--- EXCERPT TO READ ---
Factorising and Rearranging Formulae

What is Rearranging with Factorising?

Rearranging with factorising means rewriting an equation to isolate a variable (make it the "subject") when that variable appears in multiple terms. Factorising helps to group these terms together, making it easier to solve or rearrange.

Think of factorising like "tidying up" an equation—grouping common parts so the variable you need is neatly on one side.

 

General Steps for Rearranging with Factorising

1. Identify the Variable: Find the variable you need to make the subject. It might appear in more than one term.
2. Group Terms: Bring all terms with the chosen variable to one side of the equation.
3. Factorise: Take out the common factor (usually the variable) to simplify.
4. Solve for the Variable: Divide or rearrange further to isolate the variable.

 

Example

Rearrange $y = 3x + px$ to make $x$ the subject

Step 1: Identify the terms with $x$: $$y = 3x + px$$

Step 2: Factorise $x$ from the terms: $$y = x(p + 3)$$

Step 3: Divide by $(p + 3)$ to isolate $x$: $$x = \frac{y}{p + 3}$$

 

 

 

 

Example

Rearrange $z = \frac{2x}{x + 1}$ to make $x$ the subject

Multiply through by $(x + 1)$: $$z(x + 1) = 2x$$

Expand: $$zx + z = 2x$$

Reorganise: $$zx - 2x = -z$$

factorise: $$x(z - 2) = -z$$

Divide: $$x = \frac{-z}{z - 2}$$
---
BRIEF 1: In the guide on rearranging formulae, what is factorising likened to?
BRIEF 2: Name each of the general steps for rearranging with factorising, as headed in the guide on rearranging formulae.
BRIEF 3: Write out the part of the guide on rearranging formulae from "Rearranging with factorising means" to "solve or rearrange.", keeping its wording unchanged.
--- INFORMATION SHOWN ---
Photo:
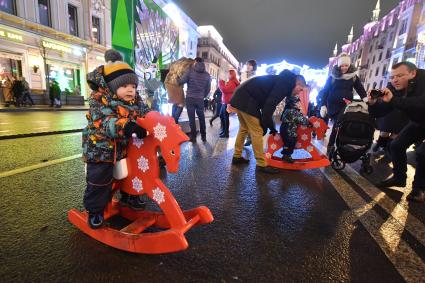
---
WRITTEN ANSWER 1: "Tidying up" an equation.

WRITTEN ANSWER 2:
1. Identify the Variable
2. Group Terms
3. Factorise
4. Solve for the Variable

WRITTEN ANSWER 3:
Rearranging with factorising means rewriting an equation to isolate a variable (make it the "subject") when that variable appears in multiple terms. Factorising helps to group these terms together, making it easier to solve or rearrange.